## Material to process
-.-.-

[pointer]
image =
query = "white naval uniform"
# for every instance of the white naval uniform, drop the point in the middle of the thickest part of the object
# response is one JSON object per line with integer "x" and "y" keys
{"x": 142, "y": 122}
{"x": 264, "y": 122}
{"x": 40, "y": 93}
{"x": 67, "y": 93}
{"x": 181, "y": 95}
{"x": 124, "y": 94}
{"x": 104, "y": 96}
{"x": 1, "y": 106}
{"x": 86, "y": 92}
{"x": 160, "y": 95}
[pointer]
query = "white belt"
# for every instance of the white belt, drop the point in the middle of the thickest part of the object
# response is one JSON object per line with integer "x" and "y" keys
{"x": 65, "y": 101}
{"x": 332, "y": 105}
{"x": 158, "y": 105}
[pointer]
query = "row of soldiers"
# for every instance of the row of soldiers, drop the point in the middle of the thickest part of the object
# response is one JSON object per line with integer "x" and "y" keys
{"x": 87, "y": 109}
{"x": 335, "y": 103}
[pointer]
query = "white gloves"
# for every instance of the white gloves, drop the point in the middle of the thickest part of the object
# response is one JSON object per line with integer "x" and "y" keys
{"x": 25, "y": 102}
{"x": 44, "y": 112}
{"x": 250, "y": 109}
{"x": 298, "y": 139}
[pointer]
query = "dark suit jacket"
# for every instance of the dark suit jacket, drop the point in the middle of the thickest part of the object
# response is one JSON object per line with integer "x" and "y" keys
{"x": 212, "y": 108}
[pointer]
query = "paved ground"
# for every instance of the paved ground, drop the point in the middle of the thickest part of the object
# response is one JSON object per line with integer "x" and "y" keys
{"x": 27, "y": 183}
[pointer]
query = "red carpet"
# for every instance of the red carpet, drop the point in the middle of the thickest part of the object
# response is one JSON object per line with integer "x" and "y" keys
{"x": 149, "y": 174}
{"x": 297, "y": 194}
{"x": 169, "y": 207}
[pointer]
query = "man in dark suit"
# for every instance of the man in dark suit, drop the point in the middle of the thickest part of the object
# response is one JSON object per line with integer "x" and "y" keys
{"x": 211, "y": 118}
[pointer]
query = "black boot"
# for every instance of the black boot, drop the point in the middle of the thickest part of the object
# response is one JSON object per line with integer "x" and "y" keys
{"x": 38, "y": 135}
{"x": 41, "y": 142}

-.-.-

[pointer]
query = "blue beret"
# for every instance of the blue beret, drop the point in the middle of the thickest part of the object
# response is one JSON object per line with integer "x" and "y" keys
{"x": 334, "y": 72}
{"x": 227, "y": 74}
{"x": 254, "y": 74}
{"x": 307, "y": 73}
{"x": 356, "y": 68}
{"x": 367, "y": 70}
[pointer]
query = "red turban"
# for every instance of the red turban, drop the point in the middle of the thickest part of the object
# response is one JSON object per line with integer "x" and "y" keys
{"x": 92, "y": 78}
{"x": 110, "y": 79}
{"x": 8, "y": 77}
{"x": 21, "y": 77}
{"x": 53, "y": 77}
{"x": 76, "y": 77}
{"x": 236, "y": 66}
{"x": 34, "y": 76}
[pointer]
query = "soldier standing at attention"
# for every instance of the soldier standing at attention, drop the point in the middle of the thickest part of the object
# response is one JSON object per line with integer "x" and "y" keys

-.-.-

## Instruction
Count the lines in the items above that contain the string "gloves", and reply with the number only.

## Task response
2